--- start of Supplied text ---

Tom Flynn

Personal information
- Native name: Tomás Ó Floinn (Irish)
- Born: 1938 (age 87–88) Newcastle, County Tipperary, Ireland

Sport
- Sport: Hurling
- Position: Right corner-forward

Club
- Years: Club
- Newcastle

Club titles
- Tipperary titles: 0

Inter-county
- Years: County
- 1957: Tipperary

Inter-county titles
- Munster titles: 0
- All-Irelands: 0
- NHL: 0

= Tom Flynn (hurler) =

Irish hurler

Thomas Flynn (born 1938) is an Irish former hurler. At club level he played with Newcastle and at inter-county level was a member of various Tipperary teams at all levels.

==Playing career==

Flynn first played hurling at club level with Newcastle. He was part of the club's junior team that won the South Tipperary JHC title in 1960. At inter-county level, Tierney first played for Tipperary as part of the minor team that won a fifth consecutive Munster MHC title in 1956. This win was later converted into an All-Ireland MHC medal, with Flynn lining out at right corner-forward.

--- end of Supplied text ---
--- start of Extracted material ---

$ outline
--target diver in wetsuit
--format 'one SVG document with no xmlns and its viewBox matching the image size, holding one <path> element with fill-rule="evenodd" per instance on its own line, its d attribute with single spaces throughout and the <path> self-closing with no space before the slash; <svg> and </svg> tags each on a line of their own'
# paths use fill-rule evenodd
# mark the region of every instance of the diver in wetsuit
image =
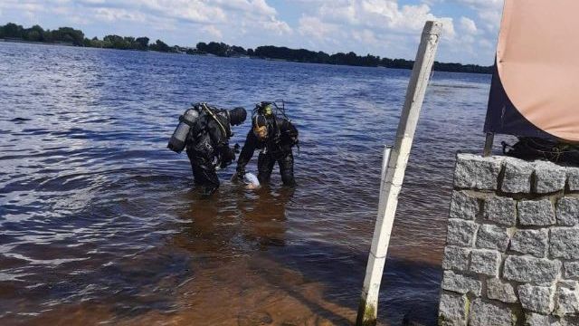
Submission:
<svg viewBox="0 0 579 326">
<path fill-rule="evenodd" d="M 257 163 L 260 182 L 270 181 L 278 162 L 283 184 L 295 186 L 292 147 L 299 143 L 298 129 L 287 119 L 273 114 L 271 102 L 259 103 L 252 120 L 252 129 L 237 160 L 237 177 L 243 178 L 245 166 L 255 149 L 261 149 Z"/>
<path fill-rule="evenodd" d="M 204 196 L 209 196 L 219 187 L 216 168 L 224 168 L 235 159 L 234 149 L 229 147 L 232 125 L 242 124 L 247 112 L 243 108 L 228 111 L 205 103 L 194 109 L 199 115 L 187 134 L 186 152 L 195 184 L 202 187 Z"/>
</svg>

--- end of Extracted material ---
--- start of Extracted material ---

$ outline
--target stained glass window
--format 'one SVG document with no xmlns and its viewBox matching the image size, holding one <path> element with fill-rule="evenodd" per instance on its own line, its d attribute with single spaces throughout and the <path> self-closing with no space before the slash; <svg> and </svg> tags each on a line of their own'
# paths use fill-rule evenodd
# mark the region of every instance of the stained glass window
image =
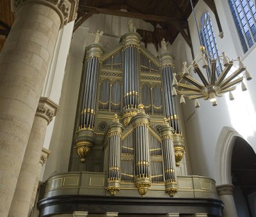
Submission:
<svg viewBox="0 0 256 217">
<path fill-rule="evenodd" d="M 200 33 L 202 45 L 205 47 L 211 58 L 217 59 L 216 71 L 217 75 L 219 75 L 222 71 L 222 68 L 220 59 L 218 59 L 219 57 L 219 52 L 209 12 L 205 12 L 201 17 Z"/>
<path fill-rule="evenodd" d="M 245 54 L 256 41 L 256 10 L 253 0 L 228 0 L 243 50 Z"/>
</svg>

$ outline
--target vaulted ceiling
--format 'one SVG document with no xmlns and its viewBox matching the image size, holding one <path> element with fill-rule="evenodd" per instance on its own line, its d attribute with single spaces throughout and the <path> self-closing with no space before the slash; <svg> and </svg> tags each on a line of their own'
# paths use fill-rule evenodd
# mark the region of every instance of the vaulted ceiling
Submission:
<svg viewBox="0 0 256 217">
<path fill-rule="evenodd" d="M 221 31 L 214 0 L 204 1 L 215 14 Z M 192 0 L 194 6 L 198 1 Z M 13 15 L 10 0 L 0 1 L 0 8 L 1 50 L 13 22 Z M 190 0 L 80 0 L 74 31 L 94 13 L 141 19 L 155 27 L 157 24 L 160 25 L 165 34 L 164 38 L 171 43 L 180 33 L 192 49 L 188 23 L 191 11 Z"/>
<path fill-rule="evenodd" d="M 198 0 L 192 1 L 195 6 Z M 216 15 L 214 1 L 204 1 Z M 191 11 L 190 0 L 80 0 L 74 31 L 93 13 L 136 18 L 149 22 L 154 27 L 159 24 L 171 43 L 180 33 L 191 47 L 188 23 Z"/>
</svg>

--- end of Extracted material ---

Tasks to carry out:
1. From the text on Tom Flynn, transcribe the part that opens with the words containing "Irish hurler" and closes with "at all levels.".
2. Recast the paragraph of the text on Tom Flynn that begins "Thomas Flynn (born 1938)" as a brief list of its main facts.

Solutions for each task:
1.
Irish hurler

Thomas Flynn (born 1938) is an Irish former hurler. At club level he played with Newcastle and at inter-county level was a member of various Tipperary teams at all levels.

2.
- Irish former hurler, born 1938
- Club level: played with Newcastle
- Inter-county level: member of various Tipperary teams at all levels